(Entries taken from a collection)
----------------
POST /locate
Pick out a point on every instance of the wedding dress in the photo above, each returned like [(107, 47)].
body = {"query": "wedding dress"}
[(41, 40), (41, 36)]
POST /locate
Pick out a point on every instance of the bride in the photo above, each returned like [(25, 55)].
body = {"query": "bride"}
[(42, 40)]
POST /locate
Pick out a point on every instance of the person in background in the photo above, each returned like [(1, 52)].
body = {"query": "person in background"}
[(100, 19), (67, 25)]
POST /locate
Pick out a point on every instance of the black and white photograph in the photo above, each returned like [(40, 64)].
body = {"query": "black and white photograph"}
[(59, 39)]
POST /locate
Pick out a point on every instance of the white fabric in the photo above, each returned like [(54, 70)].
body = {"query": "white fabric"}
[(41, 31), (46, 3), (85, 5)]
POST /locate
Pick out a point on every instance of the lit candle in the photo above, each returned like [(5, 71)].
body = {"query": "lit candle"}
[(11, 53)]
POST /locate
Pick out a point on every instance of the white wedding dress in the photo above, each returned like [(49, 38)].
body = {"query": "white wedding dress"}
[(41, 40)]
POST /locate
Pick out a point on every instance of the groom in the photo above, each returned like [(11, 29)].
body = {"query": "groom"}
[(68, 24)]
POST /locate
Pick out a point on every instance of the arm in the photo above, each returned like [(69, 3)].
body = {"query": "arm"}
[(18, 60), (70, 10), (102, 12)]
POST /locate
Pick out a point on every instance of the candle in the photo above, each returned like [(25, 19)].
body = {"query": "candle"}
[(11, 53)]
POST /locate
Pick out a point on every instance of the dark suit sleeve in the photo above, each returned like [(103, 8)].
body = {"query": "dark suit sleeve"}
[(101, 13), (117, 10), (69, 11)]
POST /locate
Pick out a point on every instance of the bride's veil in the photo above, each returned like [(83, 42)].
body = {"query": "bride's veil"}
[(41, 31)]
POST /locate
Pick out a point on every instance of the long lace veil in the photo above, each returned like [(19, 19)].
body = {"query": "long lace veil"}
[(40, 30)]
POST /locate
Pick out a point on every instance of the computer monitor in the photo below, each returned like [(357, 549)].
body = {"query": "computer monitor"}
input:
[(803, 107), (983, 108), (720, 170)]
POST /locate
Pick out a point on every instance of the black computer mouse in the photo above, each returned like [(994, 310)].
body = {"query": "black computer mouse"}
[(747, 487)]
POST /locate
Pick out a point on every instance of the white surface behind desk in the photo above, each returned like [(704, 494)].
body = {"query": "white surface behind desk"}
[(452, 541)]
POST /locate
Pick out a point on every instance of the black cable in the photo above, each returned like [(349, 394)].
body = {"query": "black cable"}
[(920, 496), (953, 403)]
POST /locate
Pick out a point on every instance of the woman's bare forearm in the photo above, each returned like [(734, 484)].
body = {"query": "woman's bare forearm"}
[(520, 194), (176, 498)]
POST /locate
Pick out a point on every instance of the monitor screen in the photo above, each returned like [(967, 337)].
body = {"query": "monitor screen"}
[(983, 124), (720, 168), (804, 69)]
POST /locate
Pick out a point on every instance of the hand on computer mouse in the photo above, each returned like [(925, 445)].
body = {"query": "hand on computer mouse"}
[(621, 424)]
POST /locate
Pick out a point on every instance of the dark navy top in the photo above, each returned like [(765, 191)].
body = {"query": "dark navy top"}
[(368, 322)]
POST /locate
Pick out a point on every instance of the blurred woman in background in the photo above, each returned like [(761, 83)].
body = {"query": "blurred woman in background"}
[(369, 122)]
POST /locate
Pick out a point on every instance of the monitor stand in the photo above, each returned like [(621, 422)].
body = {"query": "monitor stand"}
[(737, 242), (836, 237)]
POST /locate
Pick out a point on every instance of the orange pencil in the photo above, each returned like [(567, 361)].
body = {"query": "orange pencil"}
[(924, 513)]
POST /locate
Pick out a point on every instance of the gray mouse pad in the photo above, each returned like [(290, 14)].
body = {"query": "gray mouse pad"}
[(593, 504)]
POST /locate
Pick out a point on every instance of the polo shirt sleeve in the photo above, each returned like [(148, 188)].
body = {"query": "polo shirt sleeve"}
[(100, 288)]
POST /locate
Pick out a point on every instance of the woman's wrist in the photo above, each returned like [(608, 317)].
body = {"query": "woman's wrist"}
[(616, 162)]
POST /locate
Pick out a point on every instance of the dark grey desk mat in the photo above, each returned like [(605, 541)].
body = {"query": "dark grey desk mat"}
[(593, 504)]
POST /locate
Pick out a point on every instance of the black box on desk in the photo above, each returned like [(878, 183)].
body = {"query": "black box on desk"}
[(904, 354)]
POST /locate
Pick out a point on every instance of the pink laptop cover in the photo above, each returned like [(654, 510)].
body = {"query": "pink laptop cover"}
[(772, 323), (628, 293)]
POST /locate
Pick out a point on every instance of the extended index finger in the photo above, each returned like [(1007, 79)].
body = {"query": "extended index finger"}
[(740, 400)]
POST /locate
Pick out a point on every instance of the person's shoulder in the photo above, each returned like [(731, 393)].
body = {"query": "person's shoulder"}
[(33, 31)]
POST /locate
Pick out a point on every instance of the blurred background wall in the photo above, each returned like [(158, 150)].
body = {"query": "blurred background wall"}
----------------
» WHAT IS NEEDED: Your task is to retype all the records above with nothing left out.

» SOLVED EXERCISE:
POST /locate
Pick out a point on every instance of the wedding dress in the photo above, each returned like [(107, 47)].
body = {"query": "wedding dress"}
[(41, 40), (41, 36)]
POST /locate
Pick out a point on every instance of the bride in the photo above, each returned like [(25, 55)].
body = {"query": "bride"}
[(42, 40)]
POST /locate
Pick out a point on every instance of the person in background in the photo above, each returned like [(1, 52)].
body = {"query": "person in background"}
[(100, 19), (67, 25)]
POST /locate
Pick out a point on every instance of the black and white photograph in the photo above, each returned like [(40, 64)].
body = {"query": "black and white photograph"}
[(59, 39)]
POST /locate
Pick out a point on every instance of the white fabric in the photo above, each returned like [(54, 70)].
body = {"query": "white fabric"}
[(41, 31), (46, 3), (85, 5)]
POST /locate
Pick out a point on every instance of the lit candle in the photo above, each returned like [(5, 71)].
body = {"query": "lit candle"}
[(11, 53)]
POST /locate
Pick out a point on every instance of the white wedding dress in the photo above, each returned like [(49, 38)].
body = {"query": "white wedding dress"}
[(41, 40)]
POST /locate
Pick out a point on every instance of the groom in the photo above, each returned like [(11, 29)].
body = {"query": "groom"}
[(68, 24)]
POST /locate
Pick out a point on every instance of the arm in the photo above, each returned like [(69, 3)].
body = {"query": "arm"}
[(18, 60), (70, 10), (102, 12)]
POST /locate
Pick out a point on every instance of the candle in the photo above, each returned like [(25, 19)].
body = {"query": "candle"}
[(11, 53)]
POST /locate
Pick out a point on every instance of the dark suit sleeve in the photo above, each returned like [(103, 8)].
body = {"query": "dark suit sleeve"}
[(101, 13), (117, 10), (69, 11)]
POST /locate
Pick out a point on every instance of the bride's veil in the photo above, each returned like [(83, 42)].
body = {"query": "bride's veil"}
[(41, 31)]
POST /locate
Pick out a point on every instance of the long lace veil in the photo above, each returned like [(19, 19)].
body = {"query": "long lace veil"}
[(40, 30)]
POST /locate
Pick out a point on every instance of the computer monitor in the photo below, each returned like [(357, 549)].
body = {"query": "computer monitor"}
input:
[(803, 107), (983, 108), (720, 170)]
POST /locate
Pick out a point on every instance of the black computer mouse in the photo above, each returned like [(994, 310)].
body = {"query": "black computer mouse"}
[(747, 487)]
POST /locate
Pick out a point on every instance of the white surface behind desk in the photo above, each returned like [(704, 494)].
body = {"query": "white surface behind desk"}
[(452, 541)]
POST /locate
Pick out a point on every instance of the black cable in the photo above, each returned like [(349, 394)].
body = {"query": "black cable"}
[(920, 496), (953, 403)]
POST /locate
Pick out a point on every instance of the woman's bare forearm in the photo above, each returned like [(734, 484)].
body = {"query": "woman's bare forearm"}
[(520, 194), (176, 498)]
POST /locate
Pick out a point on every instance of the monitor screen in the photo above, each returned like [(967, 337)].
body = {"query": "monitor screen"}
[(983, 124), (720, 168), (804, 69)]
POST /locate
Pick out a point on every instance of the hand on computer mouse in the photo above, each returned like [(925, 445)].
body = {"query": "hand on computer mouse"}
[(621, 424)]
POST /locate
Pick out a point on every instance of the dark navy top in the photo above, each returned like [(765, 191)].
body = {"query": "dark navy top"}
[(368, 322)]
POST /locate
Pick out a point on every instance of the blurred woman in background in the photo above, each returned like [(761, 83)].
body = {"query": "blurred woman in background"}
[(369, 122)]
POST /locate
Pick out a point on every instance of the monitor stand in the photo above, each returned like [(621, 422)].
body = {"query": "monitor stand"}
[(737, 242), (836, 237)]
POST /locate
Pick out a point on every instance of the orange pencil in the photo above, each returned like [(567, 361)].
body = {"query": "orange pencil"}
[(924, 513)]
POST /locate
Pick out a point on every instance of the gray mouse pad in the photo above, each returned like [(290, 14)].
body = {"query": "gray mouse pad"}
[(593, 504)]
POST /locate
Pick out a point on every instance of the polo shirt sleeve in the photo above, each returned like [(148, 188)].
body = {"query": "polo shirt sleeve"}
[(100, 288)]
POST /locate
Pick out a point on every instance of the woman's wrist in the photo above, each returned like [(608, 317)].
body = {"query": "woman's wrist"}
[(616, 162)]
POST /locate
Pick out a point on every instance of the dark grey desk mat in the photo above, each returned like [(605, 541)].
body = {"query": "dark grey desk mat"}
[(593, 504)]
POST /locate
Pick out a point on every instance of the black box on desk in the photo above, each returned like [(878, 183)].
body = {"query": "black box on desk"}
[(904, 354)]
POST /locate
Pick out a point on every instance of the pink laptop cover in the photo above, each returned like [(654, 510)].
body = {"query": "pink laptop cover"}
[(772, 323), (628, 293)]
POST /locate
Pick out a point on every instance of the extended index finger in the photo above, each returned like [(1007, 79)].
body = {"query": "extended index finger"}
[(740, 400)]
POST /locate
Pick out a point on every instance of the person's shoulder in the photo above, each returned like [(731, 393)].
body = {"query": "person's shoulder"}
[(33, 31)]
POST /locate
Pick out a point on every instance of the blurred background wall in the photo above, each returned like [(158, 150)].
body = {"query": "blurred background wall"}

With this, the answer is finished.